# [Your objective]
Can you rewrite the listing below, changing every "masks" to "outlines" and leaving everything else as it is?

# [Input for this task]
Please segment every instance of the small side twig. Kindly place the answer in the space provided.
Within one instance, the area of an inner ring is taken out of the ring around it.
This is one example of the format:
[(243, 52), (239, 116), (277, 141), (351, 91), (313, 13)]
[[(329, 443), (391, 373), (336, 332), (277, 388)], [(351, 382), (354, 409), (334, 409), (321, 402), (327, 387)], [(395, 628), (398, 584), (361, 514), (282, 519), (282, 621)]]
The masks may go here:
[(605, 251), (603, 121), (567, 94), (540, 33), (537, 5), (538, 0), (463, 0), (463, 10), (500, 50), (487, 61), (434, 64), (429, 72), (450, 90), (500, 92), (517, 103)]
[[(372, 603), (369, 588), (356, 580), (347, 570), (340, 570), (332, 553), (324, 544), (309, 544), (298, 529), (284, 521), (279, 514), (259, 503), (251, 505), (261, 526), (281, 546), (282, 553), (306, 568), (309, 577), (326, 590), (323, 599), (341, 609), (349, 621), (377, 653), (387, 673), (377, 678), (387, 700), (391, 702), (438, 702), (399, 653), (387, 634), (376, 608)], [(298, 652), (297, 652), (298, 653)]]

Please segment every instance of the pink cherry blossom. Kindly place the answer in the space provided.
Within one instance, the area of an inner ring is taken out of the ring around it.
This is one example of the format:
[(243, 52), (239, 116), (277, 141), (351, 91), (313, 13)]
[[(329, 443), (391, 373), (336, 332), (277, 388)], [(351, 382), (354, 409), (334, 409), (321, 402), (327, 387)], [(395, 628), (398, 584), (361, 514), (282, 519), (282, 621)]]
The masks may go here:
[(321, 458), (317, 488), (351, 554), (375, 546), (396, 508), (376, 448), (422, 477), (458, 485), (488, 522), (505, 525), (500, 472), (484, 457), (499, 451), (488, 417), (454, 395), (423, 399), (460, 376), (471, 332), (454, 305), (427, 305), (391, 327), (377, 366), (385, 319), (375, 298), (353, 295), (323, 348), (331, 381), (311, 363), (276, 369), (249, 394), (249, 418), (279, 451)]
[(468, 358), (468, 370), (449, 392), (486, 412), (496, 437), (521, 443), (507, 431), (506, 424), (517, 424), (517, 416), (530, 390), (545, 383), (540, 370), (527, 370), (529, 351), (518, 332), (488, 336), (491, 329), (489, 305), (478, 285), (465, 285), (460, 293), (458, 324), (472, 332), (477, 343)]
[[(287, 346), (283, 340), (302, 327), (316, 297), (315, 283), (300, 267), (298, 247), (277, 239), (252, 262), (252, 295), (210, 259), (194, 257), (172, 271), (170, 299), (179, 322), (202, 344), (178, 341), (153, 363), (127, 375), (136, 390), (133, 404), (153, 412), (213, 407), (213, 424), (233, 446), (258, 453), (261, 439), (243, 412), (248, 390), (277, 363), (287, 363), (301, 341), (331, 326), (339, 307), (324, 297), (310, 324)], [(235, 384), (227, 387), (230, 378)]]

# [Response to this exercise]
Please segment every instance of the small side twig. Kindly place the answer in the space provided.
Within one instance, the area of an inner ring is taken out of the ring around it.
This is one example of the format:
[(243, 52), (239, 116), (277, 141), (351, 91), (313, 13)]
[[(329, 443), (391, 373), (336, 332), (277, 388)], [(351, 382), (354, 409), (334, 409), (321, 402), (327, 387)], [(395, 628), (398, 584), (361, 514), (282, 519), (282, 621)]]
The outlines may go here:
[(605, 251), (603, 121), (567, 94), (540, 33), (537, 5), (538, 0), (463, 0), (463, 10), (500, 50), (487, 61), (434, 64), (429, 72), (450, 90), (500, 92), (517, 103)]
[[(372, 603), (369, 588), (356, 580), (347, 570), (340, 570), (332, 553), (324, 544), (309, 544), (298, 529), (284, 521), (279, 514), (259, 503), (251, 505), (261, 526), (281, 546), (282, 553), (306, 568), (309, 577), (326, 590), (323, 599), (341, 609), (349, 621), (377, 653), (387, 673), (377, 678), (387, 700), (391, 702), (438, 702), (399, 653), (387, 634), (376, 608)], [(298, 652), (297, 652), (298, 653)]]

Please segment every instance of the pink cherry blossom. Kindly place the answer in the space provided.
Within one instance, the area of an inner ring is taken out of the ring around it.
This is one example of the format:
[(243, 52), (239, 116), (277, 141), (351, 91), (313, 13)]
[[(329, 443), (391, 373), (336, 332), (277, 388)], [(351, 382), (354, 409), (334, 409), (321, 402), (327, 387)], [(395, 628), (398, 584), (361, 514), (282, 519), (282, 621)]]
The outlines may go here:
[(321, 458), (317, 488), (351, 554), (375, 546), (396, 508), (376, 448), (422, 477), (458, 485), (488, 522), (505, 525), (500, 472), (484, 457), (499, 451), (488, 417), (454, 395), (423, 399), (460, 376), (471, 332), (454, 305), (427, 305), (391, 327), (377, 366), (385, 319), (375, 298), (353, 295), (323, 348), (331, 381), (311, 363), (276, 369), (249, 394), (249, 418), (279, 451)]
[(468, 358), (468, 370), (449, 392), (486, 412), (496, 437), (521, 443), (507, 431), (506, 424), (517, 424), (517, 416), (530, 390), (545, 383), (540, 370), (527, 370), (529, 351), (518, 332), (488, 336), (491, 329), (489, 305), (478, 285), (465, 285), (460, 293), (458, 324), (472, 332), (477, 343)]
[[(287, 346), (283, 340), (302, 327), (316, 297), (315, 283), (300, 267), (298, 247), (277, 239), (252, 262), (252, 295), (210, 259), (194, 257), (172, 271), (170, 299), (179, 322), (202, 344), (178, 341), (153, 363), (127, 375), (136, 390), (133, 404), (153, 412), (213, 407), (213, 424), (233, 446), (258, 453), (261, 439), (243, 412), (248, 390), (277, 363), (287, 363), (301, 341), (331, 326), (339, 307), (324, 297), (310, 324)], [(235, 384), (227, 387), (230, 378)]]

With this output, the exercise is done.